■ PROBLEM STATEMENT ■
Without the pictures, print each of the records below exactly as it appears.
— START —
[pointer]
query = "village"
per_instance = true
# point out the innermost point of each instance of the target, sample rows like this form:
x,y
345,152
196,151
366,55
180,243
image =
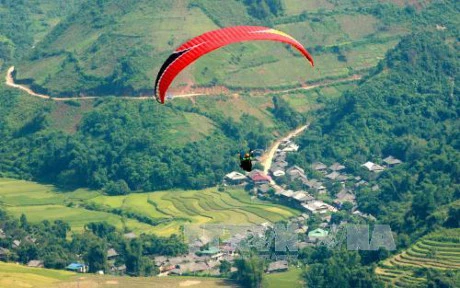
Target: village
x,y
331,190
312,198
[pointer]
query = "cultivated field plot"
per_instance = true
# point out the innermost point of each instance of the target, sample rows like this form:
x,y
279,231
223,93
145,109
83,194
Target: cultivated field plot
x,y
289,279
439,250
168,210
14,275
177,208
146,33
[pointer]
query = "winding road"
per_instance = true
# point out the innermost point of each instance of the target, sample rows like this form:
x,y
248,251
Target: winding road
x,y
9,80
267,158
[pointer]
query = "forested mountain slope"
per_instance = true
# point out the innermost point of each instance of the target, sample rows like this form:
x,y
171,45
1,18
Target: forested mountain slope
x,y
112,47
409,108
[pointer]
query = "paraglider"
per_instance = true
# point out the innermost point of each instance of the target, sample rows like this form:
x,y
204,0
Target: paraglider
x,y
210,41
246,160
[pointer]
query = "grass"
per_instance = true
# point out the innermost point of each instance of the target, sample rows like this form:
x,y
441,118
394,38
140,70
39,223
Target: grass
x,y
357,26
439,250
14,275
294,7
234,206
288,279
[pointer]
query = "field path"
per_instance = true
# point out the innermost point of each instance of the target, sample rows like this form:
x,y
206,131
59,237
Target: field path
x,y
267,158
9,80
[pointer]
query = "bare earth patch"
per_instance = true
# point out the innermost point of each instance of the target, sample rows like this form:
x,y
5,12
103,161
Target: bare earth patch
x,y
189,283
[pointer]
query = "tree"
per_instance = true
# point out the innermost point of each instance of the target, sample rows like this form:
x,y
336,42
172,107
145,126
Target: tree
— END —
■ WRITTEN SOLUTION ■
[pointer]
query = "village"
per_instance = true
# point out the innermost point of each instance of the target, sample rows like this form:
x,y
345,152
196,151
366,55
180,243
image =
Target: village
x,y
331,190
312,198
[pointer]
query = "cultivated field plot"
per_instance = true
# point out the innermost point of each instance of the target, sample rows like this form:
x,y
279,231
223,93
145,109
83,194
Target: cultivated field plot
x,y
289,279
439,250
168,210
14,275
177,208
146,33
[pointer]
query = "winding road"
per_instance = true
# point out the innermost point of each instance of the target, sample rows like this form:
x,y
248,251
Target: winding road
x,y
9,80
267,158
[pointer]
query = "forested mountain slope"
per_instance = true
# point out the innermost point of each instance of the target, sample rows like this form:
x,y
171,45
1,18
Target: forested mountain slope
x,y
112,47
409,108
[pointer]
query = "paraglider"
per_instance = true
# point out the innermost point of each instance of the target, sample rows like this form:
x,y
204,0
Target: paraglider
x,y
210,41
246,160
[pointer]
query = "grass"
per_instance = true
# point out the innermost point of each instance of the target, sample rows like this form:
x,y
441,118
394,38
140,70
39,223
Target: grass
x,y
357,26
439,250
14,275
294,7
234,206
288,279
[pointer]
query = "field path"
per_instance = true
# point out the innermost point of each instance of the target, sample rows like this form:
x,y
206,131
59,237
Target: field path
x,y
267,158
9,80
[pointer]
query = "bare earth patch"
per_instance = true
# point out the innermost point of each instance of the target, sample rows like this form:
x,y
5,12
103,161
Target: bare earth patch
x,y
189,283
[pointer]
query = "tree"
per_instance = true
# point out the innermost point of each instance of the target, sample rows like this form:
x,y
336,42
172,107
145,126
Target: tree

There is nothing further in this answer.